### What you should do:
Copy every line of the rows below word for word, leaving out the pictures.
[start of Record set]
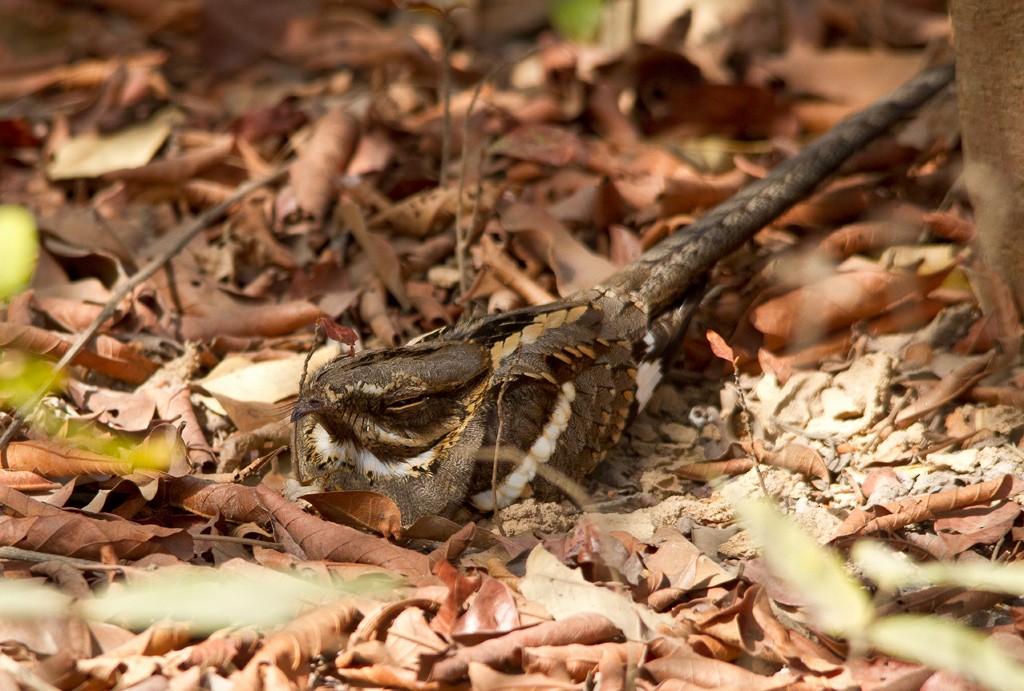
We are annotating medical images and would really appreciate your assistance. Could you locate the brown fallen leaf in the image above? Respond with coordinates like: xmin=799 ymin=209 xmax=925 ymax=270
xmin=163 ymin=475 xmax=271 ymax=525
xmin=231 ymin=603 xmax=361 ymax=691
xmin=3 ymin=440 xmax=135 ymax=477
xmin=302 ymin=490 xmax=401 ymax=539
xmin=818 ymin=219 xmax=921 ymax=259
xmin=754 ymin=440 xmax=828 ymax=484
xmin=102 ymin=135 xmax=234 ymax=184
xmin=0 ymin=485 xmax=194 ymax=561
xmin=0 ymin=322 xmax=157 ymax=384
xmin=169 ymin=300 xmax=321 ymax=341
xmin=490 ymin=124 xmax=585 ymax=168
xmin=338 ymin=202 xmax=410 ymax=311
xmin=522 ymin=641 xmax=648 ymax=682
xmin=935 ymin=502 xmax=1021 ymax=555
xmin=452 ymin=575 xmax=522 ymax=642
xmin=751 ymin=270 xmax=948 ymax=343
xmin=0 ymin=470 xmax=60 ymax=492
xmin=640 ymin=656 xmax=797 ymax=691
xmin=290 ymin=107 xmax=359 ymax=222
xmin=502 ymin=203 xmax=615 ymax=295
xmin=478 ymin=235 xmax=556 ymax=305
xmin=895 ymin=353 xmax=994 ymax=429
[end of Record set]
### Output below:
We are annotating medical images and would really appreciate your assistance. Could you locate the brown fallen leaf in the image above? Respond with coordinates like: xmin=799 ymin=209 xmax=925 ymax=270
xmin=163 ymin=475 xmax=271 ymax=525
xmin=231 ymin=603 xmax=361 ymax=691
xmin=3 ymin=440 xmax=135 ymax=477
xmin=302 ymin=490 xmax=401 ymax=539
xmin=818 ymin=219 xmax=921 ymax=259
xmin=754 ymin=440 xmax=828 ymax=484
xmin=102 ymin=135 xmax=234 ymax=184
xmin=0 ymin=485 xmax=194 ymax=561
xmin=0 ymin=322 xmax=157 ymax=384
xmin=169 ymin=300 xmax=321 ymax=341
xmin=490 ymin=124 xmax=585 ymax=168
xmin=338 ymin=202 xmax=410 ymax=311
xmin=522 ymin=641 xmax=648 ymax=682
xmin=935 ymin=502 xmax=1021 ymax=555
xmin=452 ymin=575 xmax=522 ymax=642
xmin=751 ymin=270 xmax=948 ymax=343
xmin=0 ymin=470 xmax=60 ymax=492
xmin=640 ymin=656 xmax=797 ymax=691
xmin=290 ymin=107 xmax=359 ymax=222
xmin=502 ymin=203 xmax=615 ymax=295
xmin=478 ymin=235 xmax=556 ymax=305
xmin=895 ymin=353 xmax=994 ymax=429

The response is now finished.